Stated exercise
Render as a JSON list of strings the lines starting with the line that contains "Task: annotation of the yellow" and continuing through the end of the entries, one string per line and omitting any blank lines.

Given records
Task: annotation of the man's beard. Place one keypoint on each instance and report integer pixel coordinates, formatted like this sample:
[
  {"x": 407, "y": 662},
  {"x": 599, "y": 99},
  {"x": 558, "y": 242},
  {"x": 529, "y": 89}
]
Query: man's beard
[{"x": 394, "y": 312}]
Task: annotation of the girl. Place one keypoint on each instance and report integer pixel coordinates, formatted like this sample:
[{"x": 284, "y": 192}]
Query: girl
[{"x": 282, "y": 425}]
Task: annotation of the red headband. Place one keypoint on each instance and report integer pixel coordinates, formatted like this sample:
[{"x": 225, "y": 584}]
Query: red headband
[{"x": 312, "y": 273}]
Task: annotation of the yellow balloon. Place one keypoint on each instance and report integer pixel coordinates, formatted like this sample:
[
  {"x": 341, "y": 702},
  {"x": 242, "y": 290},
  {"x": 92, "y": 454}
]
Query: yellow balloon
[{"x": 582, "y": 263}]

Final answer
[
  "Task: annotation of the yellow balloon. Place one keypoint on each instance and report integer pixel coordinates, formatted like this sample:",
  "[",
  "  {\"x\": 341, \"y\": 702},",
  "  {\"x\": 242, \"y\": 290},",
  "  {\"x\": 92, \"y\": 454}",
  "]",
  "Query: yellow balloon",
  "[{\"x\": 582, \"y\": 263}]"
]